Return exactly the lines that run from the one containing "of the graffiti" to the end of the entries, with both ends included.

※ ※ ※

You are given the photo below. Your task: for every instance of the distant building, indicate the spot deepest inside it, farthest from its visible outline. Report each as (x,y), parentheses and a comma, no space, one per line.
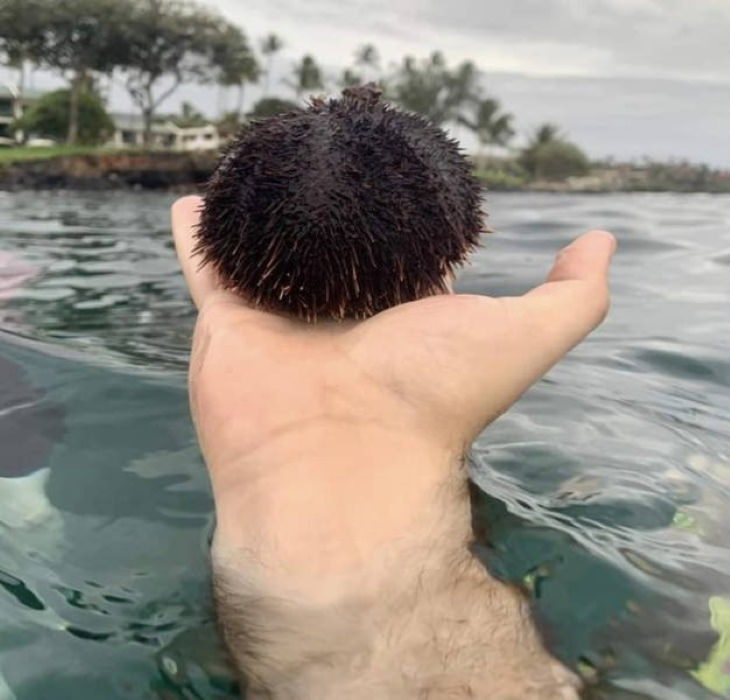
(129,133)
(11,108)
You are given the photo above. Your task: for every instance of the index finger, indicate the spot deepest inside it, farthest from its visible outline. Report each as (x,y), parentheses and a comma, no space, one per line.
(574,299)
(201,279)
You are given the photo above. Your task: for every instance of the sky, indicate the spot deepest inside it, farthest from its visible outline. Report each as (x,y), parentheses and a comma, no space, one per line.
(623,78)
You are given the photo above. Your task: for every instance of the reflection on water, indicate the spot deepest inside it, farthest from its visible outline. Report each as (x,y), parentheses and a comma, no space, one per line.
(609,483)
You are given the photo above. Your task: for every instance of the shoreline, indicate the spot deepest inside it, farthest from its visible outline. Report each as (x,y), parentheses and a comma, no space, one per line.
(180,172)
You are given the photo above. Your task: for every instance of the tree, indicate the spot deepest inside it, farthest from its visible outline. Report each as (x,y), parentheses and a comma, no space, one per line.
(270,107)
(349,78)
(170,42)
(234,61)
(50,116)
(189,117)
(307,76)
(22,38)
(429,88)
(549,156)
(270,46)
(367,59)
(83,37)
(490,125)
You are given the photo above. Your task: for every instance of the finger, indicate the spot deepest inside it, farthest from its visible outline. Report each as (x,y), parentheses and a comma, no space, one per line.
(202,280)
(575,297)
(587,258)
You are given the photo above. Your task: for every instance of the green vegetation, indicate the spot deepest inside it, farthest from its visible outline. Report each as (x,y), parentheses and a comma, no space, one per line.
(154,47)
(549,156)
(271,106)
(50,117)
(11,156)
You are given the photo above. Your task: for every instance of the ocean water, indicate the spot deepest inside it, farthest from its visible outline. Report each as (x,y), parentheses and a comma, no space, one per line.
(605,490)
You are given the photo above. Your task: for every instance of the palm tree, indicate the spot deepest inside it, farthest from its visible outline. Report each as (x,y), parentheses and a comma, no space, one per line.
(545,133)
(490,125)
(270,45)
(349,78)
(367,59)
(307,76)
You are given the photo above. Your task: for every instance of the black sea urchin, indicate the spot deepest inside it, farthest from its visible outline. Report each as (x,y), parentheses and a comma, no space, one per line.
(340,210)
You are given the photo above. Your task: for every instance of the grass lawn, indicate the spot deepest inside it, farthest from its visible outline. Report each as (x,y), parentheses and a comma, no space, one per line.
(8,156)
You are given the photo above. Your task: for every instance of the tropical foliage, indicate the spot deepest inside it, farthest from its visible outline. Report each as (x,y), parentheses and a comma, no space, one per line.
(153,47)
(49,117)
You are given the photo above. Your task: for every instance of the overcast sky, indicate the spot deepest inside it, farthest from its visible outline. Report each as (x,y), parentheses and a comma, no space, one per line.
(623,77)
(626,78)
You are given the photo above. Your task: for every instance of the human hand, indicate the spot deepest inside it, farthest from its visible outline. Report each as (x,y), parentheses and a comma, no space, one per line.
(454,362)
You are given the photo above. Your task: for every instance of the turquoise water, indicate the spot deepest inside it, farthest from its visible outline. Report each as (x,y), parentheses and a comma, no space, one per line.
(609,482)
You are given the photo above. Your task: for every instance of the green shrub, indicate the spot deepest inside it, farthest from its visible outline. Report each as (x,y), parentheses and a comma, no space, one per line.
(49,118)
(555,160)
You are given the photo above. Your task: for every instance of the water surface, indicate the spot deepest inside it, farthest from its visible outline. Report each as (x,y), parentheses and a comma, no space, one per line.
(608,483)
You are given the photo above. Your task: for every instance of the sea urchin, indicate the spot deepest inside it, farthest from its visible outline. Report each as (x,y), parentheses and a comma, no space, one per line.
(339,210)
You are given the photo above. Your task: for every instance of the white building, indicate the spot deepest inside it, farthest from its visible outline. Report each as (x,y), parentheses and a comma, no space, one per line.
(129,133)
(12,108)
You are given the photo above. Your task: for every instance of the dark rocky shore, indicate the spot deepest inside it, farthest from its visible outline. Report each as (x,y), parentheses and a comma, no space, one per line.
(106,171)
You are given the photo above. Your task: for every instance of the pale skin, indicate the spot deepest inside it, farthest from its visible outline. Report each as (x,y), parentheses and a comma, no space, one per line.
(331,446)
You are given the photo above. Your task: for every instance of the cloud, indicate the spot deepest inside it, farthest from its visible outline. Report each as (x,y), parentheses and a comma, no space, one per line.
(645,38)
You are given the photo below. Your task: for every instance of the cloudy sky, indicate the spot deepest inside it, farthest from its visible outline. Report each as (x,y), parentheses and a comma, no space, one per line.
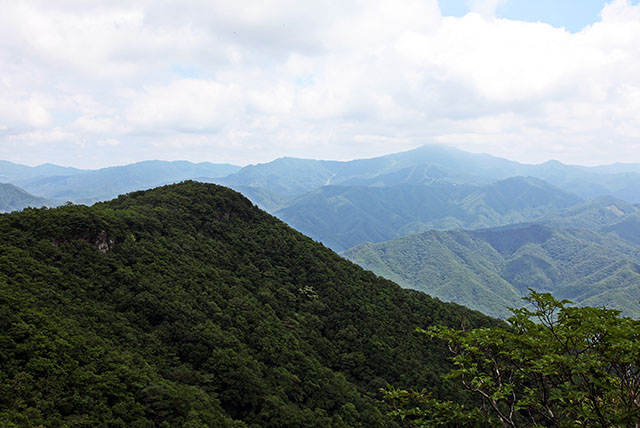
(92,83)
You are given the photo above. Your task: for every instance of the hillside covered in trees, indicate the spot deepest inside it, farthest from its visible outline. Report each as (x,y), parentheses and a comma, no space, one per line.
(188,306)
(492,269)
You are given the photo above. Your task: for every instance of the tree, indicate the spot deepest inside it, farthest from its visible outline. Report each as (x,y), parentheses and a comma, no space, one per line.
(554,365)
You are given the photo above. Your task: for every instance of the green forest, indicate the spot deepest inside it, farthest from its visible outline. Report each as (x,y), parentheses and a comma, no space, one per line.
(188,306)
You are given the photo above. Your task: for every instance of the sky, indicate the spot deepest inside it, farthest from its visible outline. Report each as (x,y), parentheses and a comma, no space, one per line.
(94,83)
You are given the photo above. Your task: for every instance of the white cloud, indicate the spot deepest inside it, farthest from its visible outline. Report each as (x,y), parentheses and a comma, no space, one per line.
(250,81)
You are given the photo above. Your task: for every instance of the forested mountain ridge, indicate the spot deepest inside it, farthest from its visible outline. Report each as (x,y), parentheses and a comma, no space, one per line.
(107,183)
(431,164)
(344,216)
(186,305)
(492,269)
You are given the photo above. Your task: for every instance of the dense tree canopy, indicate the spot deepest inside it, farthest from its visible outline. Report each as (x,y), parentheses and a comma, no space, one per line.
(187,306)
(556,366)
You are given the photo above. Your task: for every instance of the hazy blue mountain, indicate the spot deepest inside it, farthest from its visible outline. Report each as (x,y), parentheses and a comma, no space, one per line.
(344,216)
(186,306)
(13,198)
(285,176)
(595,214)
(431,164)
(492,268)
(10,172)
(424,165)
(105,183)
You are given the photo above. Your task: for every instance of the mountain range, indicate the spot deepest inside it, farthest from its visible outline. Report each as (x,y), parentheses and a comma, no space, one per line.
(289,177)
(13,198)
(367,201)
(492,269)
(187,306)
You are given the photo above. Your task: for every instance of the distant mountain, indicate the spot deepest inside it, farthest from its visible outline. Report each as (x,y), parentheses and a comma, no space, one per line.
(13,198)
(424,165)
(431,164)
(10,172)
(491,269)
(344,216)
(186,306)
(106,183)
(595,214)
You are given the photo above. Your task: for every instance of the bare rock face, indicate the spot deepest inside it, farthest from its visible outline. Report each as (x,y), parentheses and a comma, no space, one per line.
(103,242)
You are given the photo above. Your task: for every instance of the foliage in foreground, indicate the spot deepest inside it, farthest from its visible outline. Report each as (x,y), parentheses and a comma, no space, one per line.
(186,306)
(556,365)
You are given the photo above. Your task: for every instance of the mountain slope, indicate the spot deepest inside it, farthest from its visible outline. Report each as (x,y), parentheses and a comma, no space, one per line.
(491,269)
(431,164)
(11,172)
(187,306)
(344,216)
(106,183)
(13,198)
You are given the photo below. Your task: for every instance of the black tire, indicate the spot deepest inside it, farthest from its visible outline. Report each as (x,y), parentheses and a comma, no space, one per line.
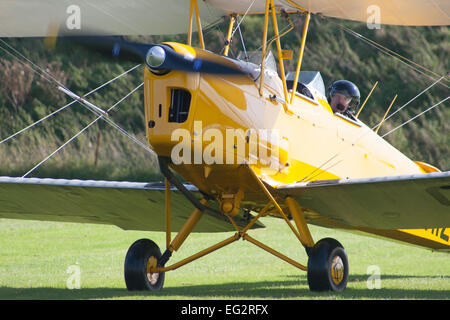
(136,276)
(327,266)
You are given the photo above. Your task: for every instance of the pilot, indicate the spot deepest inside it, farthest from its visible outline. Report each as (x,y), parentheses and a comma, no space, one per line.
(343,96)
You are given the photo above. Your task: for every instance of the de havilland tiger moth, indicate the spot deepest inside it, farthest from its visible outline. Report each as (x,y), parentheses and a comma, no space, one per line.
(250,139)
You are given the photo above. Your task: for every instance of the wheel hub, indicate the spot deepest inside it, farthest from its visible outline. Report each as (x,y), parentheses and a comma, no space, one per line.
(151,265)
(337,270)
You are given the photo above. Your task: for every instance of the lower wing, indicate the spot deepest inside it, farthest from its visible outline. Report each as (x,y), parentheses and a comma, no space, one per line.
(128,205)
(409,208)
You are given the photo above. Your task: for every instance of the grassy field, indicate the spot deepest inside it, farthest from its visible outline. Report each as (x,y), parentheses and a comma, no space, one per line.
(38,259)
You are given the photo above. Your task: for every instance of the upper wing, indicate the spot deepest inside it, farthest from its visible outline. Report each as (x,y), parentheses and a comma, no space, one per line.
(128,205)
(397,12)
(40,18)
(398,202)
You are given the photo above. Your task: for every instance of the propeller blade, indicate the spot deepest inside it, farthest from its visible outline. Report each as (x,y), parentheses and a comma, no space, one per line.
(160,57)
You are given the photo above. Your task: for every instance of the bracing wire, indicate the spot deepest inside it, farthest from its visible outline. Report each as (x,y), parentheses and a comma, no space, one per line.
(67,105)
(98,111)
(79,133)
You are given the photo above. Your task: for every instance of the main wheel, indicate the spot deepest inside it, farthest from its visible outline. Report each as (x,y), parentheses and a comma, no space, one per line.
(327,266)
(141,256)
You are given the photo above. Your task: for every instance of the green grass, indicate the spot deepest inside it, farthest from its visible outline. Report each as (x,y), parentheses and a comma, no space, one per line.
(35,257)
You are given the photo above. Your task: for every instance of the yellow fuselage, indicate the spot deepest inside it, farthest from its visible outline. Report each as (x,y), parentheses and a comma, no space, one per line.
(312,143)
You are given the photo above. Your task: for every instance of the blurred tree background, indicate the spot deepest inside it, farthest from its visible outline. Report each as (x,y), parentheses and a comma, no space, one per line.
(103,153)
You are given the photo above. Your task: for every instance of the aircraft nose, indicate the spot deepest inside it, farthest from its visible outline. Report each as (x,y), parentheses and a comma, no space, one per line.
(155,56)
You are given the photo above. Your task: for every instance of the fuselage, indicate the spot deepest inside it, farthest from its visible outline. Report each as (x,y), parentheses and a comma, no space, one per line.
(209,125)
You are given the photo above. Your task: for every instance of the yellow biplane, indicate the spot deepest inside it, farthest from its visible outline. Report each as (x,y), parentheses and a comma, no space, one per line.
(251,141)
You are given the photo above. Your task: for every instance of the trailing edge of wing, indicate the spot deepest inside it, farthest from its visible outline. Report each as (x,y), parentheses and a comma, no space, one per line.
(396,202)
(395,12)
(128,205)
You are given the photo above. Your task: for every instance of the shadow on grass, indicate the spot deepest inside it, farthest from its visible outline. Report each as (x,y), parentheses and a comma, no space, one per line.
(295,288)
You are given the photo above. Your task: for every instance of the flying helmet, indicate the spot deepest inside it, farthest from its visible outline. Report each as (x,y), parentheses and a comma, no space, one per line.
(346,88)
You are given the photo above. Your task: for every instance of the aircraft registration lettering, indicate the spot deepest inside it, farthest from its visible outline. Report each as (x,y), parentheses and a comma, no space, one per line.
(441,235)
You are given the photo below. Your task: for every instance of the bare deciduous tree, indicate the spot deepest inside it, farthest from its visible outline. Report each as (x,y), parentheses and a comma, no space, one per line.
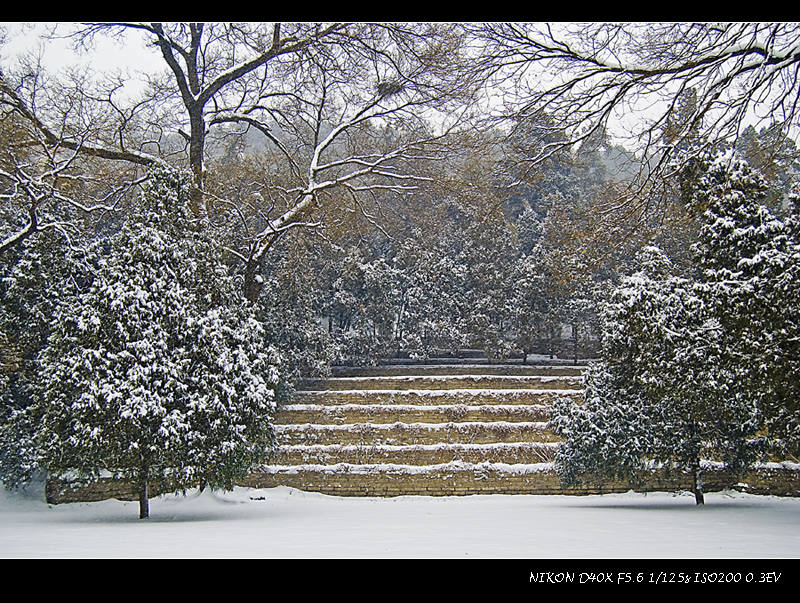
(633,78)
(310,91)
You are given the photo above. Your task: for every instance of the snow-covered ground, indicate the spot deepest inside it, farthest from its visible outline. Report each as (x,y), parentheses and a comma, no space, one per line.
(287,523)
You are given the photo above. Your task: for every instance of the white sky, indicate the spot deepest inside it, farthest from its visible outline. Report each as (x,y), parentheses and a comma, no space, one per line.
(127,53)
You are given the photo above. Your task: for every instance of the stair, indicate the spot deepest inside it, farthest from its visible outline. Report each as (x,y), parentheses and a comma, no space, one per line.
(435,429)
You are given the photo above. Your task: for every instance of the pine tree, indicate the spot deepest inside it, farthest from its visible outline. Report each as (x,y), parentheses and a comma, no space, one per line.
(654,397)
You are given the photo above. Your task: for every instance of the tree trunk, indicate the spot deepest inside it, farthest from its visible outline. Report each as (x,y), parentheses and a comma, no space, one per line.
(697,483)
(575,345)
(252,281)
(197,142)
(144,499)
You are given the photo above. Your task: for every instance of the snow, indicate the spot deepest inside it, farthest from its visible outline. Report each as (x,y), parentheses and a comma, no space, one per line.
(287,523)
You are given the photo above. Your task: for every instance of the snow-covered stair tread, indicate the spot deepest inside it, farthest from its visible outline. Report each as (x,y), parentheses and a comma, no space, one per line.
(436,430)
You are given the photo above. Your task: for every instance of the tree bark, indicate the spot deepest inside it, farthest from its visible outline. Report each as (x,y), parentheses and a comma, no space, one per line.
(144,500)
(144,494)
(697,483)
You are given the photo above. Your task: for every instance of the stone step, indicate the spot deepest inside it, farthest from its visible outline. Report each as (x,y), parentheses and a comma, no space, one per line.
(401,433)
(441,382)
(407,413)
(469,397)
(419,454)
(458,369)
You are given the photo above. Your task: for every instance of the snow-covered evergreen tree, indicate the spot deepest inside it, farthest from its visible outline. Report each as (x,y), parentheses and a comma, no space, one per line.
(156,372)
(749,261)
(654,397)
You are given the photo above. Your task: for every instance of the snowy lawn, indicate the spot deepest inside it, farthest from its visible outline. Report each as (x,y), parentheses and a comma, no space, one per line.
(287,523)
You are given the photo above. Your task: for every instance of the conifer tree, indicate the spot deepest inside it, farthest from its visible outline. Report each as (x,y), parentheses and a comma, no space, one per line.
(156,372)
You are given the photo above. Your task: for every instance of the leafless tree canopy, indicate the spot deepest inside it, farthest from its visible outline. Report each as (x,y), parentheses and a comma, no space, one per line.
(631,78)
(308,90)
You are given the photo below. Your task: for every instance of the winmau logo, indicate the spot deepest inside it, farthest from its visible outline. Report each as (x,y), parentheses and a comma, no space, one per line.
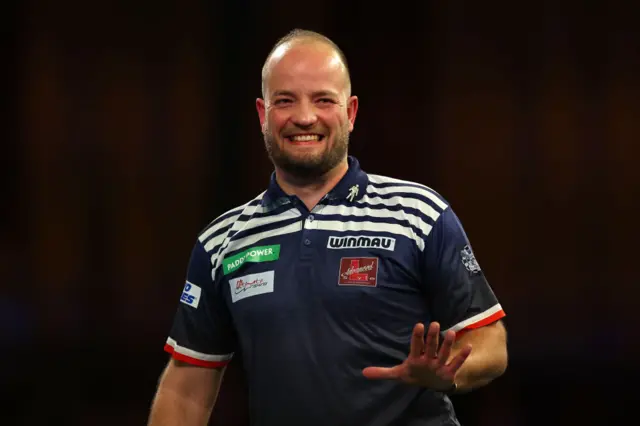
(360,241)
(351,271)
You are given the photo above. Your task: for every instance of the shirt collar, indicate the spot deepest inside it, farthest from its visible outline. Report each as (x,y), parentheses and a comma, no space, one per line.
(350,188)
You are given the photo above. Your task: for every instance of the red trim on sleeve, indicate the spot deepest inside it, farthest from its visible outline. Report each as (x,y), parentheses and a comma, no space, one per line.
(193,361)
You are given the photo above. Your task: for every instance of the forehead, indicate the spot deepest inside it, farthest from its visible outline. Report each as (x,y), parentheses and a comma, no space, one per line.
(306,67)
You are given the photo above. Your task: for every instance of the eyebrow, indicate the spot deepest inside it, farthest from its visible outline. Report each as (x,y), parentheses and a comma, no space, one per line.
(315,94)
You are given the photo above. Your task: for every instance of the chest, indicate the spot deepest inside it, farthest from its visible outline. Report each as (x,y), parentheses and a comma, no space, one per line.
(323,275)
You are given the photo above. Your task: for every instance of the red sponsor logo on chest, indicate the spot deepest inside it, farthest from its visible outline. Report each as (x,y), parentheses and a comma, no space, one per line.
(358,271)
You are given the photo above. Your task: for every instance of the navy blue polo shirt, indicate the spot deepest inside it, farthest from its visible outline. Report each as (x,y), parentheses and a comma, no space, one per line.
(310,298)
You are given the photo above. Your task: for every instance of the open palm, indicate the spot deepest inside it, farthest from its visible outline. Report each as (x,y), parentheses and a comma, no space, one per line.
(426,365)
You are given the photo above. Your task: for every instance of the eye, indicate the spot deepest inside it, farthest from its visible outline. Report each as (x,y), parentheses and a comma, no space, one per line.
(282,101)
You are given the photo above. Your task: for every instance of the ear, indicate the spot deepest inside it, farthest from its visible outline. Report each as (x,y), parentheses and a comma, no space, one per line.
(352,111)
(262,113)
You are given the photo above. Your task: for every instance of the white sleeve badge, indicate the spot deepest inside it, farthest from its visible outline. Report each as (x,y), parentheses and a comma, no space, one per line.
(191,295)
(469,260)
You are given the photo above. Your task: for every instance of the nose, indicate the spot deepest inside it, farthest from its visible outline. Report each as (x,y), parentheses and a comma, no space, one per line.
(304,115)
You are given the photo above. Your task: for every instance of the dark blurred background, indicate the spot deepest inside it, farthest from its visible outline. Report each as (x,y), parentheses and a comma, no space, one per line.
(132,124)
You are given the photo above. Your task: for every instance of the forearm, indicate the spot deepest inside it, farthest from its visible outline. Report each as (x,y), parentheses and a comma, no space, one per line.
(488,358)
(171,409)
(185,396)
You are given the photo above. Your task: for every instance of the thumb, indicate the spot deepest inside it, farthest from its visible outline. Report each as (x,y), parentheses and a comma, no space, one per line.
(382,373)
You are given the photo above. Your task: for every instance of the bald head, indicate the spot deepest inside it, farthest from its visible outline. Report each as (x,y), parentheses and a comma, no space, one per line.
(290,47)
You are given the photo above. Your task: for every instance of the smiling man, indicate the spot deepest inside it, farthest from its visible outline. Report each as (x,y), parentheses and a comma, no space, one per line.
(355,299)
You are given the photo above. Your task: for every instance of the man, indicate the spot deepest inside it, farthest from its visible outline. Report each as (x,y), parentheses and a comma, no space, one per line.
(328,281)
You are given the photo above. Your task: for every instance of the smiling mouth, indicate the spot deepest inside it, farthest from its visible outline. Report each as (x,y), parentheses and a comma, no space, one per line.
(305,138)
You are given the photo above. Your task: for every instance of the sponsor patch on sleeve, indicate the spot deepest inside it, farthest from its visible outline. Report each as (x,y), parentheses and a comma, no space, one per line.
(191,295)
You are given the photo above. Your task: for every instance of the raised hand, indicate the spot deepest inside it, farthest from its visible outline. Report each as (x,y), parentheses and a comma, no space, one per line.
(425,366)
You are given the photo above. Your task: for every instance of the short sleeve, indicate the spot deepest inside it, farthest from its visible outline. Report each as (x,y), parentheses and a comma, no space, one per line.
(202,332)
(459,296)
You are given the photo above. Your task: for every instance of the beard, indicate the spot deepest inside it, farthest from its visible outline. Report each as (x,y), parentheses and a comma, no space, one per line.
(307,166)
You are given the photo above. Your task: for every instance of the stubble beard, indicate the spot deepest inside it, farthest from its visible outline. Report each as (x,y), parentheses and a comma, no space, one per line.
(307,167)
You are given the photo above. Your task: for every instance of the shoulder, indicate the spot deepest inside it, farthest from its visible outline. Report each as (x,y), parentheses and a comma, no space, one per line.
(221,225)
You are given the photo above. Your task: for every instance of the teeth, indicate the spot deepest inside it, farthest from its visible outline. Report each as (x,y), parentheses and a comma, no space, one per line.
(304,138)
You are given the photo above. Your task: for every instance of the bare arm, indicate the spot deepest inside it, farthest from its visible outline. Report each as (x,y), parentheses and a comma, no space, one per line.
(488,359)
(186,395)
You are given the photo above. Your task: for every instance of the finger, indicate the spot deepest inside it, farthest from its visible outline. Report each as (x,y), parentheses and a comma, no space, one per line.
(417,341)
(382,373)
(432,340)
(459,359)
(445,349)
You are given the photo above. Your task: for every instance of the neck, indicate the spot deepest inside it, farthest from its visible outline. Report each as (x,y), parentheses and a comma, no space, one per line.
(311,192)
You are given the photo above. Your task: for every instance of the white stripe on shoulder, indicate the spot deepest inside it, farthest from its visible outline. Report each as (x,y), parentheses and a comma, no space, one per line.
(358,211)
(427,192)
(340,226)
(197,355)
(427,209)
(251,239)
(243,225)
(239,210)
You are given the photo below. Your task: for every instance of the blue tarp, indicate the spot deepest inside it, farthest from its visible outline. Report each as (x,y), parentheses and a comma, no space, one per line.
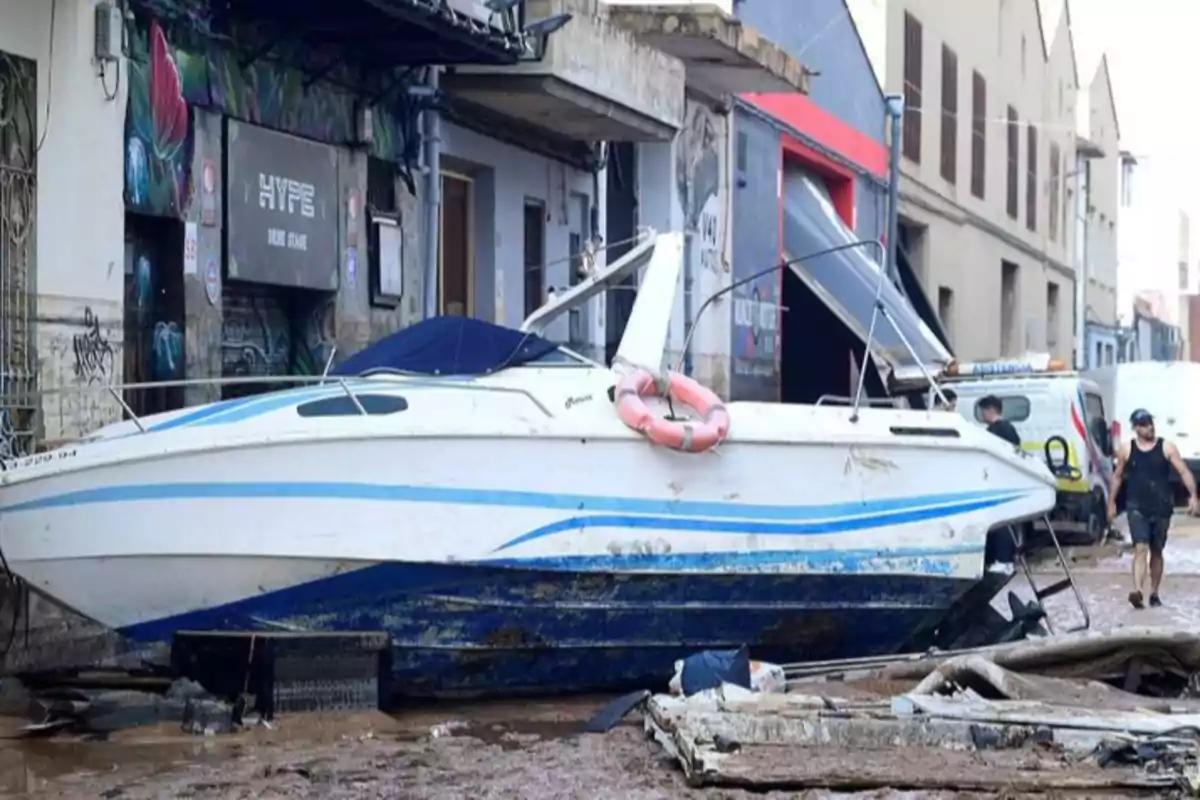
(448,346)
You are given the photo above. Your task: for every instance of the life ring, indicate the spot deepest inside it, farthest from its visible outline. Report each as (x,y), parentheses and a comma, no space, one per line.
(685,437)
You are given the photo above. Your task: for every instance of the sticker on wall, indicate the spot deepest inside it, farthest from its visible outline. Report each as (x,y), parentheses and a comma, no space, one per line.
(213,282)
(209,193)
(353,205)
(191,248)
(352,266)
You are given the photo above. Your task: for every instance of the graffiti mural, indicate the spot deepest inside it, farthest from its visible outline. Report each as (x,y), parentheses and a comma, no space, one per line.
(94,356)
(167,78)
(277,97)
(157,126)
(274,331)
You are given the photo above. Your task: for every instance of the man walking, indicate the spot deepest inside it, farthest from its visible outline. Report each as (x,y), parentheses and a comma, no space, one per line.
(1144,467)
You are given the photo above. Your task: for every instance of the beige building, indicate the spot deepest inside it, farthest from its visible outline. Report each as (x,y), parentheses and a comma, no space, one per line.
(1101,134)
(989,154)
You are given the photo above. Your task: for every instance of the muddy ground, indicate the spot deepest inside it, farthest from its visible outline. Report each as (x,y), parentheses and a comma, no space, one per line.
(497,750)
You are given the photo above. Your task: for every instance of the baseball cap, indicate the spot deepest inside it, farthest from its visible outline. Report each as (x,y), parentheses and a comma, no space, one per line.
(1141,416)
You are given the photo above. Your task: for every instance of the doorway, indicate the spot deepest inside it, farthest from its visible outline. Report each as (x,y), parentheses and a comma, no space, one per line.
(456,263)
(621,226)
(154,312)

※ ※ ※

▸ **Task output**
You are given the photo above. Your task: for every instance of the graffiti mural, indicate the spot deepest inside it, farthest from its visible outline. Report each as (x,y), parentheses and a comma, no space, one per line.
(94,356)
(167,78)
(277,97)
(157,126)
(274,331)
You are given the photo above. Your task: for every instance of the man walking, indicate the spot deepest inside it, farthest from its visible outline. Report each as (x,y), parentheses and a comma, no space, one per line.
(1144,467)
You are given the photo above. Your task: for every instance of the beige building, indicate the spot deepest inside it, farthest from its visible outline. Report each as (x,y), parentheses and a comma, no space, one per line.
(1101,134)
(989,154)
You are given the photo above. Your task: for every instance of the muddy ground, indicate the spot deepest inside it, farthest from its visible outline. Report each as (x,y), parentheses and a comma, no space, one per line.
(497,750)
You are given the photo above. Your task: for every instance of the baseball cap, indicate the spot deepest inside it, farthest from its visible outline. Report each as (x,y), parentheses and a comma, no space, one per line.
(1141,416)
You are given the photo above. Your task: for every instance of the doorway, indicate the spot deepest inside it, farthest from its visible outline. Report each as (x,y), parentheses and a comma, no space, one per line.
(456,263)
(621,226)
(154,312)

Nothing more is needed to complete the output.